STATED GOAL:
Copy out the rows below word for word, from their first line through the line that contains "[[[173,162],[127,163],[139,249],[168,250]]]", including both of those lines.

WORKING DATA:
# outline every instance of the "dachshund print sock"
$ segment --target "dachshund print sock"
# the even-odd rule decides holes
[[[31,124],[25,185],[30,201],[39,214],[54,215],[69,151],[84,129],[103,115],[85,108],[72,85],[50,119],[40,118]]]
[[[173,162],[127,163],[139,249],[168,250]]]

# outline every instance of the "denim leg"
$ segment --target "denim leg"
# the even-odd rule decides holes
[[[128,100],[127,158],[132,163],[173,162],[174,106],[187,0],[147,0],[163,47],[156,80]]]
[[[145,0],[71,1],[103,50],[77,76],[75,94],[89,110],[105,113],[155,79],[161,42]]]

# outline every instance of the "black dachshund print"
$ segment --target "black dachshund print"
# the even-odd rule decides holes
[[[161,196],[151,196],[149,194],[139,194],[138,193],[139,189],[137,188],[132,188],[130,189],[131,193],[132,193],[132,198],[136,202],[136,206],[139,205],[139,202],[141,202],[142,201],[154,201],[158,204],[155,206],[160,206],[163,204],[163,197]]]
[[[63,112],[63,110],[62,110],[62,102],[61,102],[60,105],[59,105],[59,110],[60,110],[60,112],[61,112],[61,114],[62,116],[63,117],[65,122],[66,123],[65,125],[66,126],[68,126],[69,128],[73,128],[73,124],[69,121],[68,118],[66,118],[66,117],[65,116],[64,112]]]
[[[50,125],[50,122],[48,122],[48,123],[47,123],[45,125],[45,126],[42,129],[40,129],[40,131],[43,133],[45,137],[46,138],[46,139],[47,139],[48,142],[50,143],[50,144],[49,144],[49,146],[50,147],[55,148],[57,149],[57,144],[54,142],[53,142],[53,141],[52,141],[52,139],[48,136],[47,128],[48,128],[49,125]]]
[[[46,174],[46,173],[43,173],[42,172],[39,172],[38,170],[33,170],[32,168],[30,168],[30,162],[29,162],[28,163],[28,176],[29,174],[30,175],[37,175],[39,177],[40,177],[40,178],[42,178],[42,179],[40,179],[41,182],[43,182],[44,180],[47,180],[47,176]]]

ANSWER TO THE TASK:
# outline every instance of the "dachshund print sock"
$ segment --target "dachshund print sock"
# the even-odd rule decides holes
[[[31,124],[25,185],[30,201],[39,214],[54,215],[69,151],[84,129],[103,115],[85,108],[72,85],[50,119],[40,118]]]
[[[173,162],[127,163],[139,249],[168,250]]]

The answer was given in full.